Excerpt:
Bard on Bower actors

From Prime Stock Theatre

Bard On Bower 2019

The 9th season of Red Deer’s own 3 week festival celebrating the works of William Shakespeare.  Presented on the outdoor stage at beautiful Bower Ponds in Red Deer for a limited run July 25th – August 11th, 2019

Featuring MacBeth and The Tempest performed in repertory, and NEW THIS YEAR “Bard in a Box” touring pocket productions of A Midsummer Night’s Dream and Comedy of Errors playing FREE in select parks  in Red Deer and area.

Enjoy LIVE theatre on a warm summer’s evening against the romantic backdrop of beautiful Bower Ponds!  Live music!  Feature Days!  Picnic Baskets!  Performances suitable for all ages!

Bard on Bower Stage

How much does it cost?

The shows on the main stage at Bower Ponds are proudly presented with  NO ADMISSION charge, thanks to government support and sponsors. We do welcome cash donations at the mainstage shows, which go directly towards covering a small portion of the expenses not covered by our fundraising, and to the cast & crew who are SHAREHOLDERS in the festival. They do not get paid a fixed amount for working full time hours for weeks on end to provide this exciting cultural event for all central Albertans. For info on becoming a sponsor please click here.

Is it a rain or shine event?

Most of the stage is covered by a roof and we do provide some tents and several umbrellas to the audience. If the day is rainy leading up to the performance and we are convinced no one will want to come, we may cancel a performance. Rain has come upon us during performances and we have always finished the show (taking impromptu intermissions as needed). If severe weather closes the park system all shows are suspended until the park reopens. For notice on cancellations follow us on twitter and like us on facebook!

Are there washrooms and amenities?

Task objective:
Answer these questions from the Bard on Bower text:
(a) On what dates does the 2019 festival run?
(b) Which two plays are given as the "Bard in a Box" touring productions?
(c) What happens to the shows if severe weather closes the park system?

Point localization data
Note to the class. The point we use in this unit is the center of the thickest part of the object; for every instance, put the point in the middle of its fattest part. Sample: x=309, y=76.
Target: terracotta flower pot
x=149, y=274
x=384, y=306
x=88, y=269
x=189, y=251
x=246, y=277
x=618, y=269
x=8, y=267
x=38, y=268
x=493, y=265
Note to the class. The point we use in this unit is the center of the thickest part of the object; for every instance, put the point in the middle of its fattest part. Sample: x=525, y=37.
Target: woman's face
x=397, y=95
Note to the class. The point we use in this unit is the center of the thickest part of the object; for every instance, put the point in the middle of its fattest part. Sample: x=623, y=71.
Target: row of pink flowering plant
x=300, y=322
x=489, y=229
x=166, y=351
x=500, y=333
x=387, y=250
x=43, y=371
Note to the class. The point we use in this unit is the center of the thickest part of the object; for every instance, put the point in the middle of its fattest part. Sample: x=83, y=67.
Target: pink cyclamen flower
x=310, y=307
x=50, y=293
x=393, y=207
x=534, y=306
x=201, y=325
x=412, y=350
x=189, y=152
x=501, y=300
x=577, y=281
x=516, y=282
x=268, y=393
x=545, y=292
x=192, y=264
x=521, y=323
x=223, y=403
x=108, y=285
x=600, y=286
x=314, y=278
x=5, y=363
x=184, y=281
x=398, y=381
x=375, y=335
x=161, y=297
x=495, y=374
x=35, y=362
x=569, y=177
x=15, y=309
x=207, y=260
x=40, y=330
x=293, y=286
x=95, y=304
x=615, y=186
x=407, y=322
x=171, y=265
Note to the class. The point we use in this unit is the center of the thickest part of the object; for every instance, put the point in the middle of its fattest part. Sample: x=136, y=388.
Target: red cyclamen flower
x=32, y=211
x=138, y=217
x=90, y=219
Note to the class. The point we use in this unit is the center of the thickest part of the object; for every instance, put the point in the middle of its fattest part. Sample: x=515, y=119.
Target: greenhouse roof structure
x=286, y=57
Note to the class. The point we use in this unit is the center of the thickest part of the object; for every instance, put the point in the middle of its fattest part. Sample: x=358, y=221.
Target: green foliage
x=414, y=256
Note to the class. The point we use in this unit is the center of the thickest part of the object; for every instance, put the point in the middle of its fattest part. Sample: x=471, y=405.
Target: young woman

Task solution:
(a) July 25th – August 11th, 2019
(b) A Midsummer Night's Dream and Comedy of Errors
(c) All shows are suspended until the park reopens.